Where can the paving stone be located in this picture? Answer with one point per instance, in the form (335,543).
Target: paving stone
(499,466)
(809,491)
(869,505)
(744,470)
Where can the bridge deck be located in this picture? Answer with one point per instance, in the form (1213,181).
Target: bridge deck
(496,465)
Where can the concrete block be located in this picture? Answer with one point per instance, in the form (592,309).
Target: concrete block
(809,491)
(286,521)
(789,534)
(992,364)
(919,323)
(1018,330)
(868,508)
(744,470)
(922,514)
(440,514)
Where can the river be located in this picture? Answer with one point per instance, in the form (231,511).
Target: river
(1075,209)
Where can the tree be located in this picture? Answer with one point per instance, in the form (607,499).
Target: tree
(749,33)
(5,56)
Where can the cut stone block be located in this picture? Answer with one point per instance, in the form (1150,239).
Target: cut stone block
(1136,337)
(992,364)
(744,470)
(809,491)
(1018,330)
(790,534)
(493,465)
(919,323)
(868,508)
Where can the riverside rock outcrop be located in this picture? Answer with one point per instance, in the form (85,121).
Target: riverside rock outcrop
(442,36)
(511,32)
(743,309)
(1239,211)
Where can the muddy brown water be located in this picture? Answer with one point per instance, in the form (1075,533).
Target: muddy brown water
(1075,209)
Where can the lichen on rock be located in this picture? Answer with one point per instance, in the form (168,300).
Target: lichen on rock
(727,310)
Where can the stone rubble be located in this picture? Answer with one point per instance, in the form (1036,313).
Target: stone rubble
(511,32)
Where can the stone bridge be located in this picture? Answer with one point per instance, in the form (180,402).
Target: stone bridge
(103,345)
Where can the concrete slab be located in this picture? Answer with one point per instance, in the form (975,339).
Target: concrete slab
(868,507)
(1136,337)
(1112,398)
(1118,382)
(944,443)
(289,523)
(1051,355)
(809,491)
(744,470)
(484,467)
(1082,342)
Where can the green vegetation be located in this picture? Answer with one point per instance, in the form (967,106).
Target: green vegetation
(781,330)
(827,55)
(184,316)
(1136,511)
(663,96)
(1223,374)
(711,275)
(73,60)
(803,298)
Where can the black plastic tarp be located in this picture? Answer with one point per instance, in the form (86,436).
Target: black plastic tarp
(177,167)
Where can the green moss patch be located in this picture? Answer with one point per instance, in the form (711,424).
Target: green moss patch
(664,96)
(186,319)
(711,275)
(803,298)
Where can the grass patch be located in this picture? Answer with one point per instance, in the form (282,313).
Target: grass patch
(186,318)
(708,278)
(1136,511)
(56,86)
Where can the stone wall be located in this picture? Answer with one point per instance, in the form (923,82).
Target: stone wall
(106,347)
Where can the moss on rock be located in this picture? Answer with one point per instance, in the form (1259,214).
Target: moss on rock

···

ASSIGNED TASK: Transcribe all the material exactly.

ANSWER TO THE EXERCISE:
Where can the paving stone be located in this picture? Answer with one point per instance, in the form (335,543).
Target: paving stone
(499,466)
(809,491)
(869,505)
(744,470)
Where can the bridge deck be located in this picture? Answer with one point per instance, in the form (1213,181).
Target: bridge deck
(496,465)
Where can the concrete block be located in this picture? Answer with one point per instance, in the form (592,309).
Target: concrete block
(809,491)
(286,521)
(789,534)
(992,364)
(919,323)
(1018,330)
(868,508)
(744,470)
(922,514)
(440,514)
Where can the river be located in this picture? Answer with one point per instance, in the form (231,511).
Target: river
(1075,209)
Where can the tree be located in this picture? Answer with one point per instance, in the form (607,499).
Target: tree
(749,33)
(5,56)
Where can the cut stone block be located in this picture? Answer with one point per instance, in the form (1150,239).
Target: cut stone block
(1136,337)
(992,364)
(744,470)
(809,491)
(1018,330)
(790,534)
(493,465)
(919,323)
(868,508)
Where can the riverside rock outcrop be located in this picture? Answer with one point per instance, in the form (85,121).
Target: riverside rock outcrop
(442,36)
(511,32)
(743,309)
(1239,211)
Where can the muddy brown water be located in this picture? Answer with one point per instance, in the form (1075,533).
Target: muddy brown water
(1075,209)
Where can the lichen on rock be located in this picture? Answer with one point per instance, in the form (168,300).
Target: lichen on rock
(727,310)
Where can the stone rubble be located in this picture? Answer with one point per instance, in the form (1036,313).
Target: stone rubble
(511,32)
Where can the stone bridge be located in this picture? Answer with one point per instance, in the form (180,402).
Target: stone bridge
(103,345)
Where can the concrete slab be located in this picture? Answer with one point per instance, in the form (975,339).
Target: concrete slab
(868,507)
(1136,337)
(1112,398)
(1118,382)
(944,443)
(289,523)
(1051,355)
(809,491)
(744,470)
(484,467)
(1082,342)
Where can the green vegetation be located in this picture? Answer with one point per instance, in the form (967,106).
Target: green vegetation
(781,330)
(827,55)
(184,316)
(1136,511)
(663,96)
(1223,374)
(711,275)
(73,60)
(803,298)
Where can the black plastic tarp be located in this picture? Answer with one point per instance, in the form (86,436).
Target: black plastic tarp
(177,167)
Where can the green moss patch be located in this picture? Answer with one point per instance, in the form (711,424).
Target: green moss patch
(664,96)
(186,319)
(711,275)
(803,298)
Where can the grass patch be located in this picture? Answer with one point per instance, in the form (282,313).
Target: grass patch
(186,318)
(708,278)
(1136,511)
(56,86)
Where can the stone wall be located in this picture? Answer with one point per instance, in the form (923,82).
Target: stone wall
(106,347)
Where can the moss on rock be located in this picture? Answer with one point per instance, in the form (1259,214).
Target: moss on rock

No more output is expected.